Task requirements => Reproduce word for word everything from the line containing "of the brick" down to the final line of the data below, with both of those lines included.

Supplied material =>
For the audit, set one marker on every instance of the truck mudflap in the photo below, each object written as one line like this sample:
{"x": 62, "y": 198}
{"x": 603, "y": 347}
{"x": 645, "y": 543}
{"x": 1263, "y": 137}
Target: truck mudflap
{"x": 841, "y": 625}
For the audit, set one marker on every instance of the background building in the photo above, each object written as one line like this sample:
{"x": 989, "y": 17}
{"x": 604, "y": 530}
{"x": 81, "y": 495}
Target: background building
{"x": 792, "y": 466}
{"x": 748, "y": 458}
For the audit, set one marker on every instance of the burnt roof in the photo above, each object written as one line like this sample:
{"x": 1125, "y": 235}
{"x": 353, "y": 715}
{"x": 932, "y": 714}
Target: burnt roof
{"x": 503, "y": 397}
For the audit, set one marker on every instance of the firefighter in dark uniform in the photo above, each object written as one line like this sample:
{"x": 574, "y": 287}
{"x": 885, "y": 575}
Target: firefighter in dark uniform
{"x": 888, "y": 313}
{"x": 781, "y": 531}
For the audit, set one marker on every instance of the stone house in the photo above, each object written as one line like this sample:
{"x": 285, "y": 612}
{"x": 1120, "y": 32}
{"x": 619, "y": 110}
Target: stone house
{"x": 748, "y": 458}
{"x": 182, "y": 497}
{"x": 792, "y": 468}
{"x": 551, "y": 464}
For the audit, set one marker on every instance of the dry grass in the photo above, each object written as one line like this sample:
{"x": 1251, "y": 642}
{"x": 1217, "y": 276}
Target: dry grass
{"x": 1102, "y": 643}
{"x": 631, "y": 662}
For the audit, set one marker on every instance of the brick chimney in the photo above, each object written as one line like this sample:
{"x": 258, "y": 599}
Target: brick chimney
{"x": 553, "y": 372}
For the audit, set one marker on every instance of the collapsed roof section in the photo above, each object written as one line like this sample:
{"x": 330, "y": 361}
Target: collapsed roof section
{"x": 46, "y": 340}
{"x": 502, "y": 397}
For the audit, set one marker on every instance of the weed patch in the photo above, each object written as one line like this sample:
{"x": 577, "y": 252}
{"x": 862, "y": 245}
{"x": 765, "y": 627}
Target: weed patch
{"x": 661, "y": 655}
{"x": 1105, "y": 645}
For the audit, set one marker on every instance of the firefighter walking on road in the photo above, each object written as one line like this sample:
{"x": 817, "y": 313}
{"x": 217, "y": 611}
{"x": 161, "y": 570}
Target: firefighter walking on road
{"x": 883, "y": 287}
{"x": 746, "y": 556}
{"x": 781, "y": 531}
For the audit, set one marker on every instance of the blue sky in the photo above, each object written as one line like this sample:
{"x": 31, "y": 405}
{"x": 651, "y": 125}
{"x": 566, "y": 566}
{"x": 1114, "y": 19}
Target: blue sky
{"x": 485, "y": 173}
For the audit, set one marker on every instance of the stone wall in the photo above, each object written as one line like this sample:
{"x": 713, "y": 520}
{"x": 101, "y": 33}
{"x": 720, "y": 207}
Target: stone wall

Answer to this exercise =>
For the audit, set one marker on every instance of the brick chimney in the photo above, each object written as one line like this sample:
{"x": 258, "y": 599}
Target: brick chimney
{"x": 553, "y": 372}
For the audit, set one marker on every instance of the collapsed roof section in the photo above, each object written as one line like this sample:
{"x": 330, "y": 361}
Target: collapsed roof section
{"x": 46, "y": 340}
{"x": 502, "y": 397}
For the audit, set one marker on every instance of the weed patch in the photo above, each object written as one line like this sample:
{"x": 577, "y": 252}
{"x": 862, "y": 245}
{"x": 765, "y": 627}
Target: weed patch
{"x": 661, "y": 655}
{"x": 1105, "y": 645}
For the audit, set one marker on every instance of the firefighter walking on road in the photo above, each object written as one line like this sample:
{"x": 817, "y": 313}
{"x": 217, "y": 611}
{"x": 161, "y": 570}
Target: firefighter walking on road
{"x": 883, "y": 287}
{"x": 746, "y": 556}
{"x": 781, "y": 531}
For the audit, set one marker on every instance of the blue sky in the photo above, each object written as one line like this sample:
{"x": 31, "y": 405}
{"x": 651, "y": 125}
{"x": 566, "y": 566}
{"x": 1114, "y": 19}
Target: blue sky
{"x": 485, "y": 173}
For the audit, set one marker on every instance of the stone wall in the photo above, each object written as one line like this sample:
{"x": 713, "y": 520}
{"x": 101, "y": 33}
{"x": 720, "y": 207}
Target: stone wall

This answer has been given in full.